WHAT THE EXERCISE ASKS: Of all the lines below, return only those starting with the line holding "Sample: <point>21,101</point>" and going on through the line holding "Sample: <point>250,117</point>", exactly as written.

EXERCISE MATERIAL:
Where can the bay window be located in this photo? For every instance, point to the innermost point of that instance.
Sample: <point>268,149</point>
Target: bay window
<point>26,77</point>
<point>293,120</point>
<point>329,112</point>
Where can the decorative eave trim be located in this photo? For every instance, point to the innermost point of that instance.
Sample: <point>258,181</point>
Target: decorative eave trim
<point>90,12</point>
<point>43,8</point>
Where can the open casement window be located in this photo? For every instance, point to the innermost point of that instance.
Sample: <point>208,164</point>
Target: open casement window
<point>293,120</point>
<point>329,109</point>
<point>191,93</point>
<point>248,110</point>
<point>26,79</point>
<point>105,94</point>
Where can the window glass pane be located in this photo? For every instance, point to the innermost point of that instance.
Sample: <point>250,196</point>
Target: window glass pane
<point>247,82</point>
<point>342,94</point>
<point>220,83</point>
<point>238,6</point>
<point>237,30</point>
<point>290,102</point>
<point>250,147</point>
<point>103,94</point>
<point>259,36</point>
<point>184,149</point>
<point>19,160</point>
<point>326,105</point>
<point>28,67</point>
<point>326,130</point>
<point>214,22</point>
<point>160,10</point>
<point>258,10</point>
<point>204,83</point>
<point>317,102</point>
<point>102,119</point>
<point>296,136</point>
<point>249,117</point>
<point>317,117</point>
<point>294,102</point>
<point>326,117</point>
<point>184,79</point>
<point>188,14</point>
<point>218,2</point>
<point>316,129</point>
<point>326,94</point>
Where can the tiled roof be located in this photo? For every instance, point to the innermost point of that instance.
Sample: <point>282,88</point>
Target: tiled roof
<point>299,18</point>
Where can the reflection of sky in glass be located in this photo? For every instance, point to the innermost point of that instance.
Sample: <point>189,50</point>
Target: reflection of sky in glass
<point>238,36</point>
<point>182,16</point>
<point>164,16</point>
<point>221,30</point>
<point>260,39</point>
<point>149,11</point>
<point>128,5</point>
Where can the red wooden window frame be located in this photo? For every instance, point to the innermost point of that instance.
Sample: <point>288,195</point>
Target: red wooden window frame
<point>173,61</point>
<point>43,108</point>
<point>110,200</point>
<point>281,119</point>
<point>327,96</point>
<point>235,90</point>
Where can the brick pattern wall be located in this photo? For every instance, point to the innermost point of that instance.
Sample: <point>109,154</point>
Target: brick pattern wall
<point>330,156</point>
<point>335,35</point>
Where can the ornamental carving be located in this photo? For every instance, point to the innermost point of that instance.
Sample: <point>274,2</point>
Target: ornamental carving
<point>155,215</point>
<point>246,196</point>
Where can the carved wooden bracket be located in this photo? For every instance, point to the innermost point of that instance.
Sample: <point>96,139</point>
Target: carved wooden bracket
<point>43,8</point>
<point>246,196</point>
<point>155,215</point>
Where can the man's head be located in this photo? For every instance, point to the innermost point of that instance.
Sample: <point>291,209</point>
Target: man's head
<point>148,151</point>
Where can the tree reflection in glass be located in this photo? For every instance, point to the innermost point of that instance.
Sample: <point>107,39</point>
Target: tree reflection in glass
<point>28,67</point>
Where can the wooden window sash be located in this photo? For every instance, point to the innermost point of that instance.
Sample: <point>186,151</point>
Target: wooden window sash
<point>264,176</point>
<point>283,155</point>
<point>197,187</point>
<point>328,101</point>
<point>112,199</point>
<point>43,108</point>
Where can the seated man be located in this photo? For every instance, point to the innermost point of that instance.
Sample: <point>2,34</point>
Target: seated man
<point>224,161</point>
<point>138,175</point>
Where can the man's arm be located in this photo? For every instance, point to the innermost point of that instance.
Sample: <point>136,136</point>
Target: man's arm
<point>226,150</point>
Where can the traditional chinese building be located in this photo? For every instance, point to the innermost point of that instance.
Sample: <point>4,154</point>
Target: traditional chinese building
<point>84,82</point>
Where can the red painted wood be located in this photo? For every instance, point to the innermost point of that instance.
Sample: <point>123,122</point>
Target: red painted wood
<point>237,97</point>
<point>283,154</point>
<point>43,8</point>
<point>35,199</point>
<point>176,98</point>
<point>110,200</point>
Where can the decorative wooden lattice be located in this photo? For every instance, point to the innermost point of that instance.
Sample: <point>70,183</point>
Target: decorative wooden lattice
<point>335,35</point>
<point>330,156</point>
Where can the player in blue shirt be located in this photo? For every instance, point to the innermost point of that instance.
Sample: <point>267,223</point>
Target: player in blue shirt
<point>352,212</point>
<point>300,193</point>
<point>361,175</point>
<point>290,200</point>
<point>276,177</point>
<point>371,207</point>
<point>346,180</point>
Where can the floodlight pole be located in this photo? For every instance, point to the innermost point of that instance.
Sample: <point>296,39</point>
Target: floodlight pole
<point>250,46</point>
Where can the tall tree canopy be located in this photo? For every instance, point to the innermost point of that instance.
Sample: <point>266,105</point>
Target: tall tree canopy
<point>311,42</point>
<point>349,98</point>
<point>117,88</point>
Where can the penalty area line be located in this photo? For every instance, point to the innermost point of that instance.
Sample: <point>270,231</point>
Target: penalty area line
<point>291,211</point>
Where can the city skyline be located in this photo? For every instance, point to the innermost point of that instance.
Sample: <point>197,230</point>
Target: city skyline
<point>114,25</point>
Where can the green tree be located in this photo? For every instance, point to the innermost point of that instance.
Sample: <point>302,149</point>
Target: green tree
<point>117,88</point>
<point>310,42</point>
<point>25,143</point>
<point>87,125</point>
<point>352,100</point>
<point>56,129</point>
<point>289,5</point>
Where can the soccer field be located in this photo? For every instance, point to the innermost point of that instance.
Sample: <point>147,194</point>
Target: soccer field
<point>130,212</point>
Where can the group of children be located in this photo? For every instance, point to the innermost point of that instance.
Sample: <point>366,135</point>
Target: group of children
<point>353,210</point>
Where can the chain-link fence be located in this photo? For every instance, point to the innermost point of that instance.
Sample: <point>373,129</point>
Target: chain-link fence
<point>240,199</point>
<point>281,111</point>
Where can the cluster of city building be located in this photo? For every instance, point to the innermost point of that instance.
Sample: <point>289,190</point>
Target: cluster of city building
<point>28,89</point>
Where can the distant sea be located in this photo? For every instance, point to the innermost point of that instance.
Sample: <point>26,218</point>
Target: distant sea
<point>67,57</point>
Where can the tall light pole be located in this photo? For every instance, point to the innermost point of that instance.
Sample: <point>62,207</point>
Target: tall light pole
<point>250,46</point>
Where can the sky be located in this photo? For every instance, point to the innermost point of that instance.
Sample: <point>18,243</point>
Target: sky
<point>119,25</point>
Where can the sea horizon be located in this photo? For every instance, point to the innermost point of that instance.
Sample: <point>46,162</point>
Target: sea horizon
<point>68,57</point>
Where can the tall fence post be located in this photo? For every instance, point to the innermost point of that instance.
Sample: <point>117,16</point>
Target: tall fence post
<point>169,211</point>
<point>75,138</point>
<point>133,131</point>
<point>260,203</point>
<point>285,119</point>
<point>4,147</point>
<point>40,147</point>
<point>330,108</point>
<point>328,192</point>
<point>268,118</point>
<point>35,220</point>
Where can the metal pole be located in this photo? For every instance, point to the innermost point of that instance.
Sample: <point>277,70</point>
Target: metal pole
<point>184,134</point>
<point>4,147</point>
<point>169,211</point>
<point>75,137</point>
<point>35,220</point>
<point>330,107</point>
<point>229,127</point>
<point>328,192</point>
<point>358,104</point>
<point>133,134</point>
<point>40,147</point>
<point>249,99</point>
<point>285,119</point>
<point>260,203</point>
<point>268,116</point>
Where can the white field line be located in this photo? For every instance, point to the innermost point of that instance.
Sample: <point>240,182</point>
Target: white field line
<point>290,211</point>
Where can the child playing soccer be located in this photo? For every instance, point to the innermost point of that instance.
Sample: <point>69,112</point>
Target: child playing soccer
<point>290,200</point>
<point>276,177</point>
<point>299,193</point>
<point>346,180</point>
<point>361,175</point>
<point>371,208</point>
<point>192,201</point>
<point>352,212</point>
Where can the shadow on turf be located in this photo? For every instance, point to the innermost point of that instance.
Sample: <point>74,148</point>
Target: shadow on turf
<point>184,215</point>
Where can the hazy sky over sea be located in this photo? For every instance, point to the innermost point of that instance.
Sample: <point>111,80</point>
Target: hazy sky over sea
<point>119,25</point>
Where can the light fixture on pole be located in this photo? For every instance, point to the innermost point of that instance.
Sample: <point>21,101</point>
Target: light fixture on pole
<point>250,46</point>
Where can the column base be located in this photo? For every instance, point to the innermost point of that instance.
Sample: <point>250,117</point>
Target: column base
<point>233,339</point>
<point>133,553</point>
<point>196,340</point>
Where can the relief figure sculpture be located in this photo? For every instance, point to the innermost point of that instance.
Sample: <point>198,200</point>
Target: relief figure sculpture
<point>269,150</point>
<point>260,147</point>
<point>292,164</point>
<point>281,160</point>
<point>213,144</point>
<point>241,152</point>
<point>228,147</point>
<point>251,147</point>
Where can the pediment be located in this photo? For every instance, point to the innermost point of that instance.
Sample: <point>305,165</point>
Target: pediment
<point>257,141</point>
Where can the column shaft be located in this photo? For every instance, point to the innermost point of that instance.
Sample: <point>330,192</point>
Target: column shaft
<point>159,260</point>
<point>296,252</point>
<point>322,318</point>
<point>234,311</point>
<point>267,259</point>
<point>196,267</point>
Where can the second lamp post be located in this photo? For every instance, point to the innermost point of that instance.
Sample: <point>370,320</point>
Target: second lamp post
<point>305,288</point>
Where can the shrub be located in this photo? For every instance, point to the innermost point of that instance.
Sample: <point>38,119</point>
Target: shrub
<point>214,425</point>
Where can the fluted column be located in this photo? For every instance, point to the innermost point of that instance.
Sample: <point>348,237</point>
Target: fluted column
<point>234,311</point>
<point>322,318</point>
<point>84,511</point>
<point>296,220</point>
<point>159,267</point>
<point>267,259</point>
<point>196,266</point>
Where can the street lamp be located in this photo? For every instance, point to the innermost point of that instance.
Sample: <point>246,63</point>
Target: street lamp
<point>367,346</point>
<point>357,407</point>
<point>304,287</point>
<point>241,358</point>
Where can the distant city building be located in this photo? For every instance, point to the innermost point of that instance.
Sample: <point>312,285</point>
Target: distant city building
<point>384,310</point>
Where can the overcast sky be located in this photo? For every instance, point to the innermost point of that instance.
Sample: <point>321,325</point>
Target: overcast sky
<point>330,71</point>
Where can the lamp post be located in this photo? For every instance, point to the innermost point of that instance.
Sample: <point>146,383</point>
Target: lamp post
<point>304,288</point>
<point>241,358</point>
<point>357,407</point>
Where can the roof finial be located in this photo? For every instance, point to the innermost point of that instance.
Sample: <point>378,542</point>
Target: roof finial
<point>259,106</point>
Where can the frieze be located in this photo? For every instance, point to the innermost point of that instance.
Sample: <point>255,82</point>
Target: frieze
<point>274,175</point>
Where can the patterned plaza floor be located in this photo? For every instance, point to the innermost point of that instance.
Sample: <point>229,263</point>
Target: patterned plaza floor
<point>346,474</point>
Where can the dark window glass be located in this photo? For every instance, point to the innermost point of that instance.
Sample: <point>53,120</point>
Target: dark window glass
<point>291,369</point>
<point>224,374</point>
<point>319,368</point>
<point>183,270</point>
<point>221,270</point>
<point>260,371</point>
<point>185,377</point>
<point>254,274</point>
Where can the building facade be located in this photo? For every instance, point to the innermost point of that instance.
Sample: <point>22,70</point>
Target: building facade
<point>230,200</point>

ANSWER SECTION:
Sample: <point>21,101</point>
Target: light fixture on pole
<point>250,46</point>
Where can the column base be located in this photo? For every instance, point to the innermost point of that instance.
Sample: <point>250,117</point>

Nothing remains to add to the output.